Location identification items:
##############################

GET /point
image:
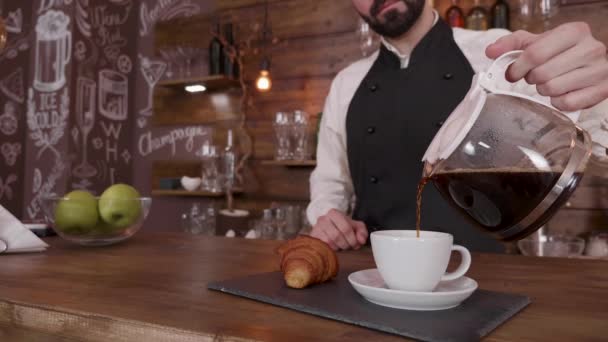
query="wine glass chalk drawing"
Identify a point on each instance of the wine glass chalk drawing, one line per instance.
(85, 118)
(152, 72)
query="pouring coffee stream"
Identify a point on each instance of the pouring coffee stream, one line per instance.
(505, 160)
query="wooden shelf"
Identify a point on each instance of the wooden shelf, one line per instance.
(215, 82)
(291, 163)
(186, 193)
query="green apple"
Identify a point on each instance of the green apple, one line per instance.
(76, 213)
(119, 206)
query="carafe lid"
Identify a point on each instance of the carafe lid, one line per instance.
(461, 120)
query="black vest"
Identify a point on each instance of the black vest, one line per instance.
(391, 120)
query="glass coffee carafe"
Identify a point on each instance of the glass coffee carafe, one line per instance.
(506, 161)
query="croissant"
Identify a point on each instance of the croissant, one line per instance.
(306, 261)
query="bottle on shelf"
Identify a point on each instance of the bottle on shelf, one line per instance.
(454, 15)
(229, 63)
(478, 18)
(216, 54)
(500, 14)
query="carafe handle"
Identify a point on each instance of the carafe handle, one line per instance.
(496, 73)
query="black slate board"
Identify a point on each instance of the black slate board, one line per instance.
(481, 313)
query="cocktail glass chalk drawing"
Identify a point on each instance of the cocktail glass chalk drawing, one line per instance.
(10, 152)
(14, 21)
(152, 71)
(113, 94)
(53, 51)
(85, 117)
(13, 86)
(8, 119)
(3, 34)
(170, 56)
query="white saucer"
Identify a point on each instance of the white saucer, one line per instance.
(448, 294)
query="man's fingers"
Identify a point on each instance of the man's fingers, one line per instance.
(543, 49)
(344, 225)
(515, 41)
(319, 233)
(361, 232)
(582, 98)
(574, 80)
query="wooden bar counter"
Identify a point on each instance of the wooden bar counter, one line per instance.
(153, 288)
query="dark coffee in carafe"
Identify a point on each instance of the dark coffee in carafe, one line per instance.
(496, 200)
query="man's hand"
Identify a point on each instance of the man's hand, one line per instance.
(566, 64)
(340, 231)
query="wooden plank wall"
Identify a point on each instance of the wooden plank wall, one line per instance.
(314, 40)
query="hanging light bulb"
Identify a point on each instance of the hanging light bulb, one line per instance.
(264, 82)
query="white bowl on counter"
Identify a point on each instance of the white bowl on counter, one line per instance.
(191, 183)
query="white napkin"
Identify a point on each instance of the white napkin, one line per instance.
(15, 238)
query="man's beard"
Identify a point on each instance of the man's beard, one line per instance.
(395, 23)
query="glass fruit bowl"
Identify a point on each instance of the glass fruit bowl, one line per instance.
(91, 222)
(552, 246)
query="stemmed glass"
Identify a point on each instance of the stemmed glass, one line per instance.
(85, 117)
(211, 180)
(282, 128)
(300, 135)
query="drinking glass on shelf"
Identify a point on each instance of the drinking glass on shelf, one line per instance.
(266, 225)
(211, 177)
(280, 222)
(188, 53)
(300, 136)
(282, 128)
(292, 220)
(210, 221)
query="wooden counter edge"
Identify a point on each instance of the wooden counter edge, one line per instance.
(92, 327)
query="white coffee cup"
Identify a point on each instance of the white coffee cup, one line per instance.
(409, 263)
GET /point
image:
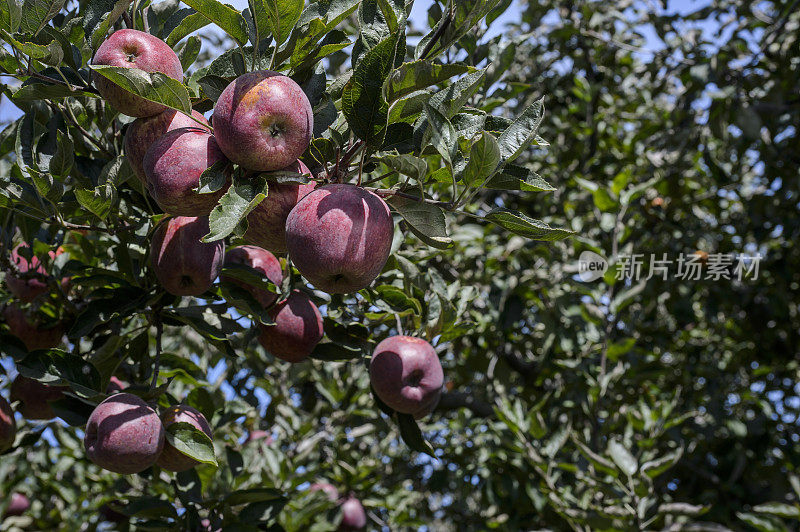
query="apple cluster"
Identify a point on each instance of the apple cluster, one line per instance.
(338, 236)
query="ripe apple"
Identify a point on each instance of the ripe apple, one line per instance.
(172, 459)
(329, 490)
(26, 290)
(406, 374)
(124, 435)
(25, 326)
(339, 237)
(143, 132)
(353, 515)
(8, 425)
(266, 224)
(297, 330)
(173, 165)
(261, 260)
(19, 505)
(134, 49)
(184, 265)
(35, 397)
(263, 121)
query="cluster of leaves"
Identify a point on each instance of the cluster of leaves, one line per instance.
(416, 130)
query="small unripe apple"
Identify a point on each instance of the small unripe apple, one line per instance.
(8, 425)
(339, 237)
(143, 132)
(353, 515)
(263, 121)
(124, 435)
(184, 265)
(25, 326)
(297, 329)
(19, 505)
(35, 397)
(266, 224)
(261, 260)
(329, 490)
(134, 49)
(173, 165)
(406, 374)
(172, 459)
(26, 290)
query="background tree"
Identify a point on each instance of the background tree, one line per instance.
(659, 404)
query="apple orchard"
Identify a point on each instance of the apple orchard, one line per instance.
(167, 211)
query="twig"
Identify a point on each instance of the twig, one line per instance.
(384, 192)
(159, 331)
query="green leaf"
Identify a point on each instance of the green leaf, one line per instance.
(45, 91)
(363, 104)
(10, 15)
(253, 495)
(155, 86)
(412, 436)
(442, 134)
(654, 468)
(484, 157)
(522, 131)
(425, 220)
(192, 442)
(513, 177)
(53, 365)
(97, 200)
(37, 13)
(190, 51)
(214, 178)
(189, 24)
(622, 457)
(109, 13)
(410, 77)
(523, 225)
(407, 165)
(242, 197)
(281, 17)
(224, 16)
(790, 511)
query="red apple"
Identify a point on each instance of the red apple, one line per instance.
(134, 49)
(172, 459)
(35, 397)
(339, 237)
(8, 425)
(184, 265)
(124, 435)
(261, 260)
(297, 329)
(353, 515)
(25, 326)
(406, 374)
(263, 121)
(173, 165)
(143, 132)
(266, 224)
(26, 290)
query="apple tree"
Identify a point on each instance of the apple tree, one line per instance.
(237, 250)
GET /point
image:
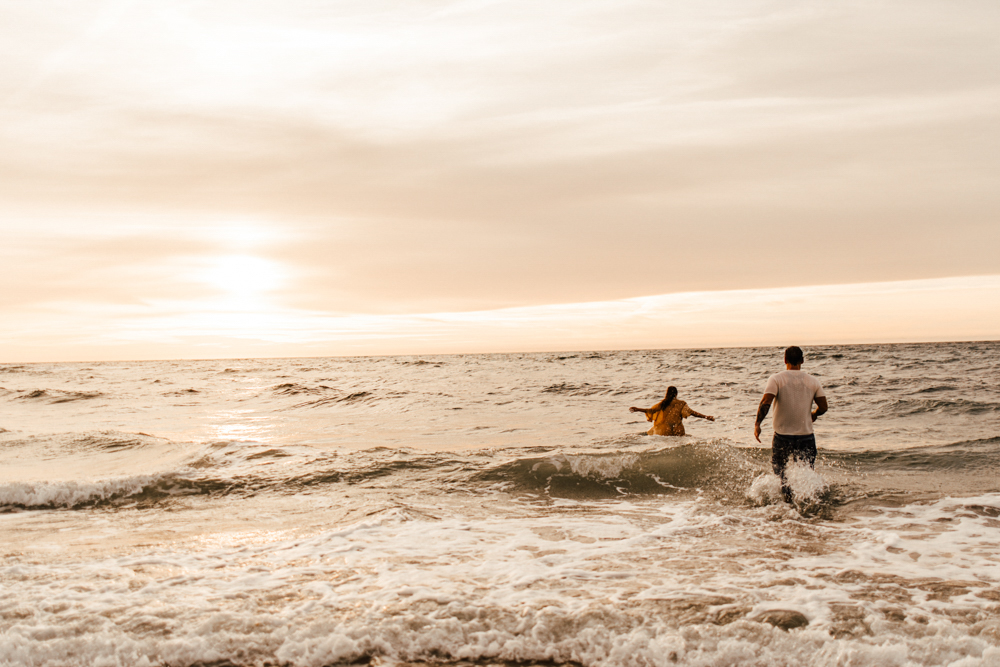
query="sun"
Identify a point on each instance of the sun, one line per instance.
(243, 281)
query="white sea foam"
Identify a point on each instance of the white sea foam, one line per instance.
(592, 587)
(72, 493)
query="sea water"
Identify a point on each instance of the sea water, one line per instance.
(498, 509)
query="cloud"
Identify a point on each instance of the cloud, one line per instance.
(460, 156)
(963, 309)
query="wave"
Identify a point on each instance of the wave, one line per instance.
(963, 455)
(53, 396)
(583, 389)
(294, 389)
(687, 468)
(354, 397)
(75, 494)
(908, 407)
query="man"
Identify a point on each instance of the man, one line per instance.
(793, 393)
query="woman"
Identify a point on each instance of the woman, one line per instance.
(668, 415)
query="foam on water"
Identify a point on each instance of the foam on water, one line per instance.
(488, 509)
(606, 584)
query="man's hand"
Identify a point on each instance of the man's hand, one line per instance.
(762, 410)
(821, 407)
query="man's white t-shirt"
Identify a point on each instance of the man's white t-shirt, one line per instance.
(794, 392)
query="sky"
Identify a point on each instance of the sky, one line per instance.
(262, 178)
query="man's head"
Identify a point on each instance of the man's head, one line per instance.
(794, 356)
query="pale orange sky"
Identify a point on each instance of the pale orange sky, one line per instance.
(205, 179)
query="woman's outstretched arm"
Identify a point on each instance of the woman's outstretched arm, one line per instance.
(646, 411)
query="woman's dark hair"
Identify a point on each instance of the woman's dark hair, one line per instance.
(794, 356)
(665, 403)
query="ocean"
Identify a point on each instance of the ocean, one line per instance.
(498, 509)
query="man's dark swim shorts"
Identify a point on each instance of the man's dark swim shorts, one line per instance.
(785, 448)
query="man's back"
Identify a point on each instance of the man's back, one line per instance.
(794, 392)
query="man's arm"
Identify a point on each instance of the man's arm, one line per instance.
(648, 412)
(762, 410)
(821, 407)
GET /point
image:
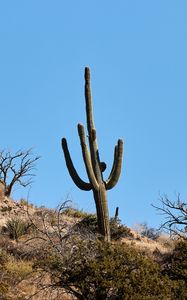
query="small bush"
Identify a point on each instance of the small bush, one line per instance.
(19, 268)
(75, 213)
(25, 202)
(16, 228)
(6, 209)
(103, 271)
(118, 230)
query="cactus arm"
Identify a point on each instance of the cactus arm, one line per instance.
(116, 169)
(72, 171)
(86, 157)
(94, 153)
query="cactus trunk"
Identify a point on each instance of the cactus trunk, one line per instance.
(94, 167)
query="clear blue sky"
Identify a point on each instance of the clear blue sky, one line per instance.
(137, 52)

##############################

Return every line above that contains the string "chalk", matching case exactly.

Expected answer
query="wine glass chalk drawing"
Identify a point on each instance of the wine glass chalk drawing, one line per instance.
query="cocktail glass chalk drawing"
Identify a point on each instance of the cocktail glass chalk drawing, one line per instance.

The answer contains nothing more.